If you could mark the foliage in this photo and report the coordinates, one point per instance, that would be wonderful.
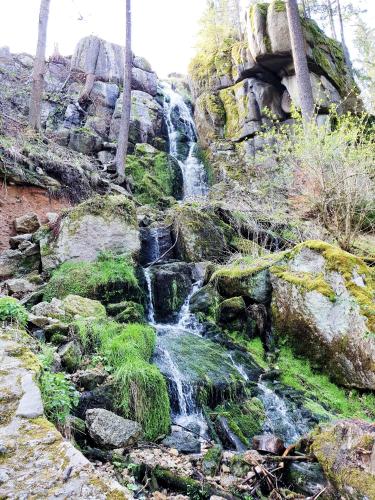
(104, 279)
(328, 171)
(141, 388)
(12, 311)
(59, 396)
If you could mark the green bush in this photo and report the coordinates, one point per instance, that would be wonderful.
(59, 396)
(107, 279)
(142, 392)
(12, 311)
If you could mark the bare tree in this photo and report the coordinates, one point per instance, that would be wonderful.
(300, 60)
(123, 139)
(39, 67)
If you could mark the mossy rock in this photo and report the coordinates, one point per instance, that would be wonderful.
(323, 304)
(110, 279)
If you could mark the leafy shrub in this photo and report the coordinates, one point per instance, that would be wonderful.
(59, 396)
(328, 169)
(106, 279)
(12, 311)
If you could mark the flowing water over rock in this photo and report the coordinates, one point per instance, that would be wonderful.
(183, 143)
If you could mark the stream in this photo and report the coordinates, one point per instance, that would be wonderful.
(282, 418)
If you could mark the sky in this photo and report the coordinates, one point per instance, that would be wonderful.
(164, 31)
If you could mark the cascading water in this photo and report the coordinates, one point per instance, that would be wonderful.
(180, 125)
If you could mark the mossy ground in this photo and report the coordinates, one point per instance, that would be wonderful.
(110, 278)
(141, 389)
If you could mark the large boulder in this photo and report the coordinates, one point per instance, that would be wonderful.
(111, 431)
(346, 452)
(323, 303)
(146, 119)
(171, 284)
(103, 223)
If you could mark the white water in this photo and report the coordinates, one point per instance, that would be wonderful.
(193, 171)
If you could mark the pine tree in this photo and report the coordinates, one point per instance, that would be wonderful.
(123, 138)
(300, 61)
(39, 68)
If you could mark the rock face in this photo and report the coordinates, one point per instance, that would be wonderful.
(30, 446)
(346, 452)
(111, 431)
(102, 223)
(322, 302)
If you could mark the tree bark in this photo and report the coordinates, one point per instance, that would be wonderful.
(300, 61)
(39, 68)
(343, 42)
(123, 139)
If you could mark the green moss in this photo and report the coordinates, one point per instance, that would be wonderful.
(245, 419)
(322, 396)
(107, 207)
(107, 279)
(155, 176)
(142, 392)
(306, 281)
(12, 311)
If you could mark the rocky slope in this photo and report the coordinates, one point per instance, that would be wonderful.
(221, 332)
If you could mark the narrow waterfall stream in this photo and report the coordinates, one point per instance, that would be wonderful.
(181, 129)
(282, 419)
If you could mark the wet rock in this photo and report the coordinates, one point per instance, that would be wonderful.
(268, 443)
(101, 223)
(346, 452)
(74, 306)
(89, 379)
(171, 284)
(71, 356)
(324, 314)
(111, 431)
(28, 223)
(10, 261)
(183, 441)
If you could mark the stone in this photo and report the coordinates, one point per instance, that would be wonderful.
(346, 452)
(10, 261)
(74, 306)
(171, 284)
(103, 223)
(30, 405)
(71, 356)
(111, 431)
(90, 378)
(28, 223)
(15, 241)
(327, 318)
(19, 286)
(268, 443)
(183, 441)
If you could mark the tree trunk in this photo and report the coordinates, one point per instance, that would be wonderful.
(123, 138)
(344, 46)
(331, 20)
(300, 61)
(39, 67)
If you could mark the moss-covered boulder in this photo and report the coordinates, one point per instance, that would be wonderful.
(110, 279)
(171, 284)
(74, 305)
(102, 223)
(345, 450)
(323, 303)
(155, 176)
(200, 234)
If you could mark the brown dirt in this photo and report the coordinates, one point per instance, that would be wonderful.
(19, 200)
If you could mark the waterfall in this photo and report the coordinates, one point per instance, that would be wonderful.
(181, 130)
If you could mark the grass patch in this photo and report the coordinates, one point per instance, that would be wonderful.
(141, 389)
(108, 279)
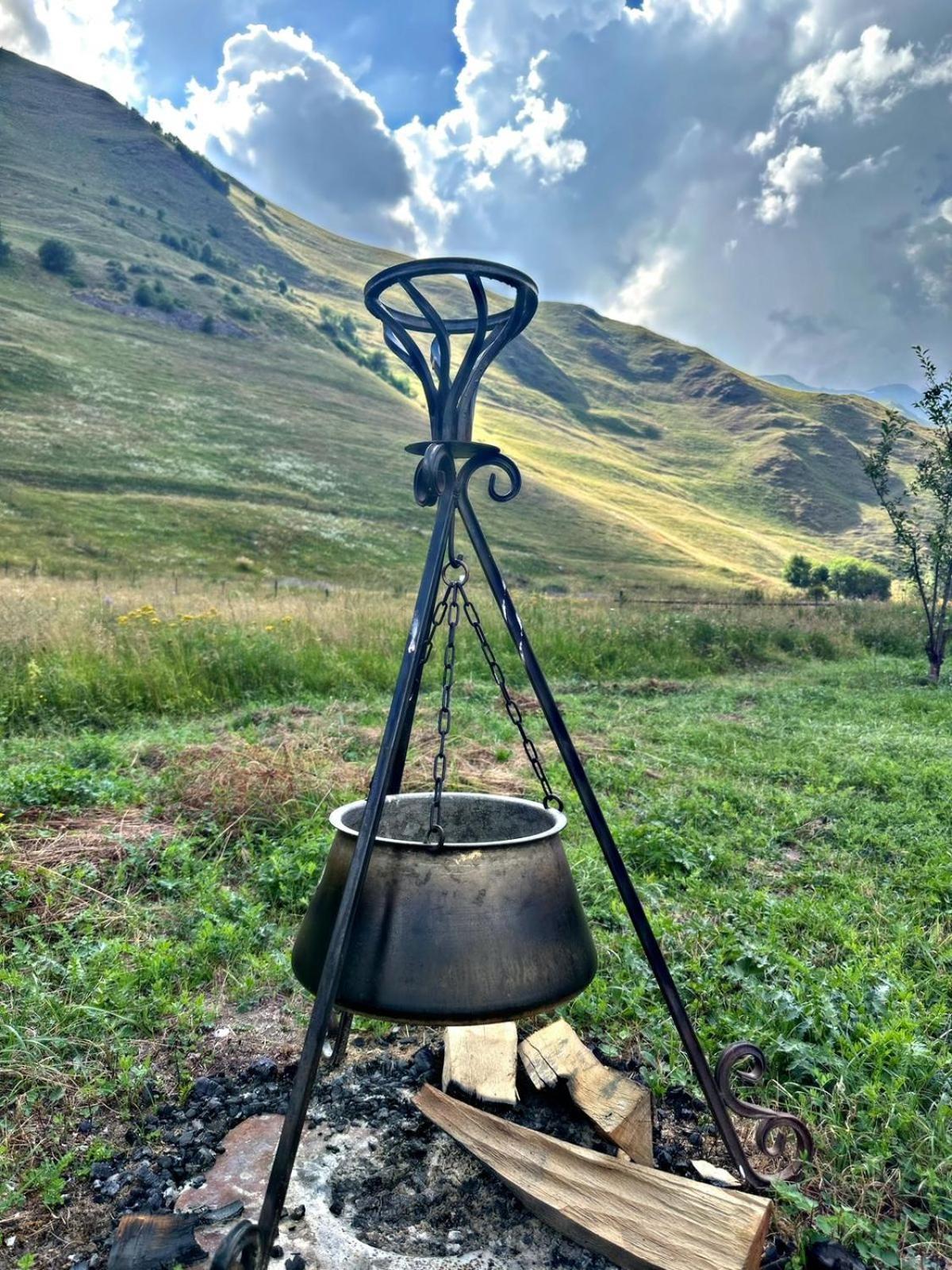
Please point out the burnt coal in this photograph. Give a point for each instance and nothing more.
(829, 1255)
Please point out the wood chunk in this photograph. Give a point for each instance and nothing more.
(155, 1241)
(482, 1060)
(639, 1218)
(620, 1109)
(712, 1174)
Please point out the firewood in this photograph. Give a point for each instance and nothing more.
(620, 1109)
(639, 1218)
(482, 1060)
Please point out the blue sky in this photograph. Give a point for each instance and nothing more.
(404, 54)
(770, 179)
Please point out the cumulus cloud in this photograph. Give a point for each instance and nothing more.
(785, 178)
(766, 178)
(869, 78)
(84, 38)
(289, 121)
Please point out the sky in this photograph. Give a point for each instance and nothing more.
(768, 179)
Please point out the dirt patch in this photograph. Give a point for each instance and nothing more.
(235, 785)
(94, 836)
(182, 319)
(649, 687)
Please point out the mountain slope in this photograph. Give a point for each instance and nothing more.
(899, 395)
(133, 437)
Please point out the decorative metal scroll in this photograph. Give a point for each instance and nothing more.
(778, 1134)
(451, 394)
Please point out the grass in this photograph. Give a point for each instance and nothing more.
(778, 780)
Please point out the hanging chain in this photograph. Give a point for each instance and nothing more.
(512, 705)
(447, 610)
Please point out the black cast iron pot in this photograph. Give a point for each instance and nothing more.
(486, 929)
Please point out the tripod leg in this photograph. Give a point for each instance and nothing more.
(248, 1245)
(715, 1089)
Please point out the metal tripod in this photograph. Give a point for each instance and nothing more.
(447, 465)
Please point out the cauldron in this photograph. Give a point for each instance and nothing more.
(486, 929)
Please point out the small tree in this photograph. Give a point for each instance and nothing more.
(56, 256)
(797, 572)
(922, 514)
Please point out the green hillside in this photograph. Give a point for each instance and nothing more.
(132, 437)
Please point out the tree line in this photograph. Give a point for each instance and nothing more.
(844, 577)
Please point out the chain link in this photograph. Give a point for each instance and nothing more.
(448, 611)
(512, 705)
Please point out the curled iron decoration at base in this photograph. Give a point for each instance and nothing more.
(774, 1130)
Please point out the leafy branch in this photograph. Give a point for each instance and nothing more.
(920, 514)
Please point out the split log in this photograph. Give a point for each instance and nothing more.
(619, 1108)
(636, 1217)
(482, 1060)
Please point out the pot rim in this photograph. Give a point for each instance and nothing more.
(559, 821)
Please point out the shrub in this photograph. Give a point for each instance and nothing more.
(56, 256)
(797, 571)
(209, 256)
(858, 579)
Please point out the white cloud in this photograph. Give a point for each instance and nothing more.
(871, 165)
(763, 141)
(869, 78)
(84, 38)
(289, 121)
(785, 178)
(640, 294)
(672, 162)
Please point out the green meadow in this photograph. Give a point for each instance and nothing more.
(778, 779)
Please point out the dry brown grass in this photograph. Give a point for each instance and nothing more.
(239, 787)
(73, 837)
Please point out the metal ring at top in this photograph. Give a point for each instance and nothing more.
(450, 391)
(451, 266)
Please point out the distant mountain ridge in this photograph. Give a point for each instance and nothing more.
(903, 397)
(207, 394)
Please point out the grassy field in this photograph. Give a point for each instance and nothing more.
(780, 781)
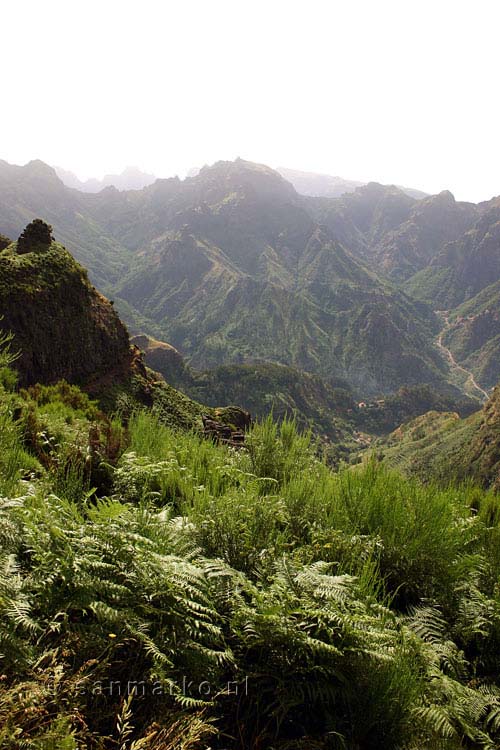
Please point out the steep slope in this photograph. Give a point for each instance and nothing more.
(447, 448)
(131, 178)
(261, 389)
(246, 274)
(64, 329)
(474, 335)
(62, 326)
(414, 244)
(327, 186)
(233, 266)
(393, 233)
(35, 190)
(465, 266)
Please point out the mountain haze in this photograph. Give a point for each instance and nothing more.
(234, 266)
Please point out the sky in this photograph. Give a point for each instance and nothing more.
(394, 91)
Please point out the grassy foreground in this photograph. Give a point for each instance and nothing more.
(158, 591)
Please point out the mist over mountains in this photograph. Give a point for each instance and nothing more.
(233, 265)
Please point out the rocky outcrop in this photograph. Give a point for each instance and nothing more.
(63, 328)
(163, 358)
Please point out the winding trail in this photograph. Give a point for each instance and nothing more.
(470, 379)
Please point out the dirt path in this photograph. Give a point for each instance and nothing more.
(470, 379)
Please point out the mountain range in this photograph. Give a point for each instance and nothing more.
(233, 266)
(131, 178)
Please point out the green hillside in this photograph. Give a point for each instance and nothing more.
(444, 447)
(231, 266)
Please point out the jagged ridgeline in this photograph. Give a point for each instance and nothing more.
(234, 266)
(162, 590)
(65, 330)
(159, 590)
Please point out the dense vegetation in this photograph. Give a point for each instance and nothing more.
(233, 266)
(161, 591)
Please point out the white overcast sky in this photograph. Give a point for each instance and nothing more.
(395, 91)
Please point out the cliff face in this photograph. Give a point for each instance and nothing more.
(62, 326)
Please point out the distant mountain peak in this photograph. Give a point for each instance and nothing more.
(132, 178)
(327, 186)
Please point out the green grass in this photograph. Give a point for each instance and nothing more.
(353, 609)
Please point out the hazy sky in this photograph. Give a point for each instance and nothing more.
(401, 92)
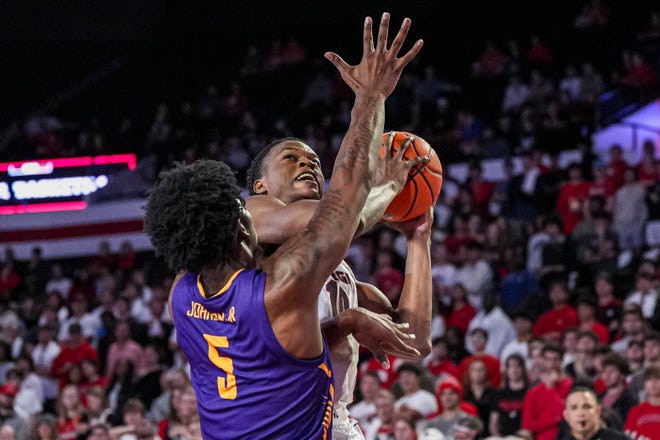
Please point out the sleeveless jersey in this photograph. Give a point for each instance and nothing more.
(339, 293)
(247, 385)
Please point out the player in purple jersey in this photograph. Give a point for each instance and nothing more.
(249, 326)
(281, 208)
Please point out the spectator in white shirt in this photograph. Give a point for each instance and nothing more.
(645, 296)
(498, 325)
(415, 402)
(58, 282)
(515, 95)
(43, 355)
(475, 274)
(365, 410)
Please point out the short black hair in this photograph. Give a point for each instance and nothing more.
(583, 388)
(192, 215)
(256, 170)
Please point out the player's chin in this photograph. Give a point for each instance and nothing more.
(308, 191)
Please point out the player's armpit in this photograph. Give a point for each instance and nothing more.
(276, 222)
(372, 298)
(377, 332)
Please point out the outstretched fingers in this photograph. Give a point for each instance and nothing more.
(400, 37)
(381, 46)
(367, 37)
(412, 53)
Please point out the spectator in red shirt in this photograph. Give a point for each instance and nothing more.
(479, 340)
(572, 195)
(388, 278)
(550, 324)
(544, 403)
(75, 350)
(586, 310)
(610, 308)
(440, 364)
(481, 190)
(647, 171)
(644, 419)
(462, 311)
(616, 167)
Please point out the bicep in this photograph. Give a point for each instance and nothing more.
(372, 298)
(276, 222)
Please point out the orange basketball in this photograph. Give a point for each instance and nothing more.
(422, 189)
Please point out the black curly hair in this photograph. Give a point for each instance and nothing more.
----------------------------------------
_BRIEF_
Only the lines from the one containing "Please point out the outstretched" through the end of the entries above should be written out, exactly and in full.

_THE COMPLETED TASK_
Please point out the outstretched fingers in this photograph. Give a point for each instance and nothing more.
(400, 37)
(381, 46)
(367, 37)
(412, 53)
Please point out the spectator in red shirt in this photograph. Give a point for each instance and nothing more.
(479, 340)
(572, 195)
(388, 278)
(550, 324)
(544, 403)
(75, 350)
(586, 310)
(610, 308)
(440, 364)
(481, 190)
(647, 171)
(644, 419)
(462, 311)
(616, 167)
Please point out the bicep in this photograph. Give a point for each instance and nothing more.
(372, 298)
(276, 222)
Please point out the orange basketball in this photograph. Give a point for each instance and nothing more.
(422, 189)
Please point out the black curly hair in this photograph. Give a point for each instance and nothing more.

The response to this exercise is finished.